## Do this
Transcribe the material exactly. Images do not belong in the copy.

## Extracted data
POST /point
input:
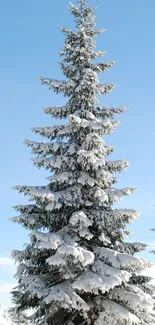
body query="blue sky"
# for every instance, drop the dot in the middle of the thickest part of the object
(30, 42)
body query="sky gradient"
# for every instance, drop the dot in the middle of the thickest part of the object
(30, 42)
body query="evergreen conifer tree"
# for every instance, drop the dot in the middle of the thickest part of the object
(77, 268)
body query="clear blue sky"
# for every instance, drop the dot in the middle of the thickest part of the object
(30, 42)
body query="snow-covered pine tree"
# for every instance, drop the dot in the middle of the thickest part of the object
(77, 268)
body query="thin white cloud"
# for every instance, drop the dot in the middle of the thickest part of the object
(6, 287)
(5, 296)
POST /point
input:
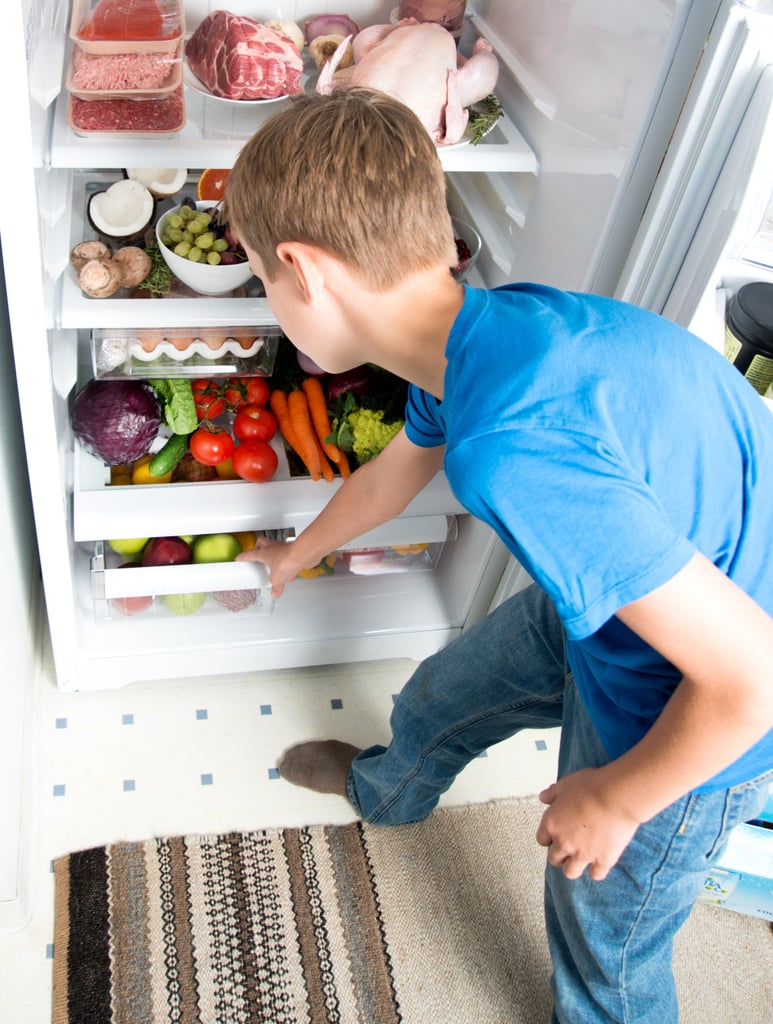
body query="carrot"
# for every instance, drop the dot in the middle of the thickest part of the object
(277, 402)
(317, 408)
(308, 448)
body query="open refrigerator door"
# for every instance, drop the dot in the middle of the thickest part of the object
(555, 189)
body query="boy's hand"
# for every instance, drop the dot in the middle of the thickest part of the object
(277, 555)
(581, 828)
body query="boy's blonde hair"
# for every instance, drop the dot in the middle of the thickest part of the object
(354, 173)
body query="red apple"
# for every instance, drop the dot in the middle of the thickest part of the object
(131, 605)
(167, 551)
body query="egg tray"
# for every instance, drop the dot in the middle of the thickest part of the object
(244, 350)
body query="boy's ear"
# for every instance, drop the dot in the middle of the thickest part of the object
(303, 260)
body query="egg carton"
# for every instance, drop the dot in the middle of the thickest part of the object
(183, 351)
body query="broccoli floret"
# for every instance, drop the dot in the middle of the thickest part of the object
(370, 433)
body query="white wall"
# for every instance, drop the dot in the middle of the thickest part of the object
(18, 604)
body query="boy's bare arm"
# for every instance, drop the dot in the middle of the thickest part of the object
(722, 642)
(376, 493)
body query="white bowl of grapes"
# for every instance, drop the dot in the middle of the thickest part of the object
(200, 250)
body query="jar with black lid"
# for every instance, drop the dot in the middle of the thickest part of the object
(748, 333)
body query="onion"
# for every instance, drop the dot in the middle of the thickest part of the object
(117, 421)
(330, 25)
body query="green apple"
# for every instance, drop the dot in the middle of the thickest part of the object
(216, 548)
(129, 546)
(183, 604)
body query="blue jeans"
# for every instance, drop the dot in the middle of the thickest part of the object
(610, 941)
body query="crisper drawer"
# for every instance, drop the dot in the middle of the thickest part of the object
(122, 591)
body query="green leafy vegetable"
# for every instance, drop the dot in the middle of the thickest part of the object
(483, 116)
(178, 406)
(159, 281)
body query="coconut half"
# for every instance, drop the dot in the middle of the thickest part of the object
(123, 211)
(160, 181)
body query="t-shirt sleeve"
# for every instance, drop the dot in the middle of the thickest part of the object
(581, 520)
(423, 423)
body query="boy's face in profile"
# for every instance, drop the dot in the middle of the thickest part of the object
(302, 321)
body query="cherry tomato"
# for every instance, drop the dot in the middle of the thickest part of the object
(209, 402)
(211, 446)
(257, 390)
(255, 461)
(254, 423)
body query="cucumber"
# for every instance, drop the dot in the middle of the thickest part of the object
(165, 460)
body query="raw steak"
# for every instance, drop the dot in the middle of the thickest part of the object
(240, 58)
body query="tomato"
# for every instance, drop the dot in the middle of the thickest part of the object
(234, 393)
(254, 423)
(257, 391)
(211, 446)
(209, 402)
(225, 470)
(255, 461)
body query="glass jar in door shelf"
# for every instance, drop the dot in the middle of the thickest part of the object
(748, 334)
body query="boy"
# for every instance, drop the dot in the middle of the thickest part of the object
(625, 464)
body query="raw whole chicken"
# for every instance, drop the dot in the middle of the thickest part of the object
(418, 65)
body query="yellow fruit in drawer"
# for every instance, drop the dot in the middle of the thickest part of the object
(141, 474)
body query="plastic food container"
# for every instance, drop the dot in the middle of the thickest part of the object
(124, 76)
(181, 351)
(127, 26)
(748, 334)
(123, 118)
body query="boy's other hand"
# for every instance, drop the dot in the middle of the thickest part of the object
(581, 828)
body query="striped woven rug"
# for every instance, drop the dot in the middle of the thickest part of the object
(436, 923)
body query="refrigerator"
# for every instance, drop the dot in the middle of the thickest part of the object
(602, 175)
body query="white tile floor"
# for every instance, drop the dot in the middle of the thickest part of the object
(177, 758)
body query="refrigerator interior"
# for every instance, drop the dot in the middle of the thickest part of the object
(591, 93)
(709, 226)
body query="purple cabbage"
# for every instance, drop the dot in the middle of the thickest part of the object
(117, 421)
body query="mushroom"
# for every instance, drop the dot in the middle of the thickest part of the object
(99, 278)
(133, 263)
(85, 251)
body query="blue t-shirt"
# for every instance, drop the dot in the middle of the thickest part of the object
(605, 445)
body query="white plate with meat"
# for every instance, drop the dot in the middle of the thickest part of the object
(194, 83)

## Exercise response
POST /point
input:
body query="blue sky"
# for every instance, drop the dot in the middle of the thickest part of the object
(30, 42)
body query="sky gradient"
# for every instance, drop the dot in the middle of the thickest part of the object
(30, 42)
body query="evergreen conifer tree"
# for every instance, drop the dot in the middle of the thickest part of the object
(77, 268)
body query="clear blue sky"
# for every instance, drop the dot in the middle of the thickest part of the object
(30, 42)
body query="snow-covered pine tree"
# for every instance, drop the dot in the middle of the thickest part of the object
(77, 268)
body query="thin white cloud"
# for every instance, drop the dot in the middle of the thickest part of the object
(6, 287)
(5, 296)
POST /point
input:
body query="carrot"
# for every instance, drop the dot in the middle of the thickest part of the object
(277, 402)
(317, 408)
(308, 448)
body query="open refrigerator door"
# for every instance, drop the dot in the middle of the thickest part of the object
(555, 189)
body query="boy's hand"
# for every instance, drop the dot in the middle of the thickest part of the object
(277, 555)
(581, 828)
body query="boy's blonde hair"
# for every instance, drop the dot in the middle of the thickest part of the object
(354, 173)
body query="red apple"
# for every instance, drop the dot in the middle of the thickest part of the object
(131, 605)
(167, 551)
body query="egg tray"
# for every instance, drop the dot in the middle of the thickest part of the object
(244, 350)
body query="boy's ear"
# for every instance, drop the dot in the middle of the thickest part of the object
(303, 260)
body query="egg carton"
# for every instance, drop the dot in the middle of the thickest part of the object
(183, 351)
body query="broccoli floret"
# for every instance, drop the dot in the middle of the thickest part of the object
(370, 433)
body query="white wall"
# for every instance, drop the dot in the middle of the thickest part of the object
(18, 604)
body query="boy's bare arm"
# for every instance, drop the dot in the middle of the thickest part of the object
(722, 642)
(376, 493)
body query="white bowl of grapes"
# for every instance, drop the dot in the middle of the thickest part of the object
(200, 250)
body query="jar with black lid"
# for every instance, drop the dot in the middle of the thickest part of the object
(748, 333)
body query="onion"
# for every instance, drop the dot in the middle of the thickest part of the object
(117, 421)
(330, 25)
body query="green apple"
# for every instance, drop the dot in the middle of the thickest part of the object
(216, 548)
(129, 546)
(183, 604)
body query="blue jeans"
# for every instance, drop the dot in the middle of the thickest part of the object
(610, 941)
body query="crisper drawer"
# for every instance, drop the dot in the middle of the thickest part of the object
(122, 591)
body query="green leafy vegetable"
# for every instance, drop the dot in the middle of the thickest part of the object
(483, 116)
(178, 406)
(159, 281)
body query="coconut half"
# for every instance, drop the dot in the middle of the thickest part of the object
(123, 211)
(160, 181)
body query="t-shirt sleeve"
# for every instance, drop the dot in the middle of the thickest part of the object
(581, 520)
(423, 423)
body query="boy's face in profile"
# for every instance, drop the dot in the middle of the thickest part of the object
(302, 321)
body query="cherry tomato"
# for every instance, drop the dot in the middle of the thickest part of the object
(209, 402)
(211, 446)
(257, 390)
(255, 461)
(254, 423)
body query="cucumber"
# for every instance, drop the dot in the middle of the thickest part of the object
(165, 460)
body query="raw steak"
# for every instance, drop the dot in the middle of the thickest part of the object
(240, 58)
body query="tomato"
# for every instance, drop the dot in the middle of the thickest part of the object
(234, 393)
(254, 423)
(257, 391)
(211, 446)
(209, 402)
(225, 470)
(255, 461)
body query="glass jar in door shelf"
# for every instance, drop the dot in the middle of the thickest part of the object
(748, 334)
body query="boy"
# for every instance, drop the dot in the middle of the thickest part of the object
(625, 464)
body query="raw whole chicken"
# for every instance, drop the dot in the middle of the thickest part of the object
(418, 65)
body query="yellow fruit in drawer"
# for every instance, drop the dot in the middle of the thickest part of the object
(141, 474)
body query="plastic food container"
# for every instance, drop the dot in the middle of the thickest part of the object
(124, 76)
(181, 351)
(127, 26)
(748, 334)
(123, 118)
body query="boy's other hand"
# for every instance, drop the dot in the middle of the thickest part of the object
(581, 828)
body query="striped woven rug"
# for every instance, drop the dot in the middle of the thickest part of the object
(436, 923)
body query="refrigerator"
# for every instance, drop the dot in the middle of the thickest part of the object
(602, 175)
body query="white tile floor"
# for every instance, drop the dot in the middle of the thickest part of the object
(177, 758)
body query="refrigerator interior"
# for every instance, drop the dot in the middle of the thickest part of the object
(591, 93)
(709, 226)
body query="purple cabbage"
# for every instance, drop the dot in the middle of the thickest part of the object
(117, 421)
body query="mushroom"
# for every instance, drop the dot in the middle of the thickest part of the object
(99, 278)
(133, 263)
(85, 251)
body query="blue t-shirt"
# for every instance, drop the dot in the middle of the thickest part of the object
(605, 445)
body query="white plate with meat"
# for every instance, drop the dot in the middle of the thickest part of the object
(194, 83)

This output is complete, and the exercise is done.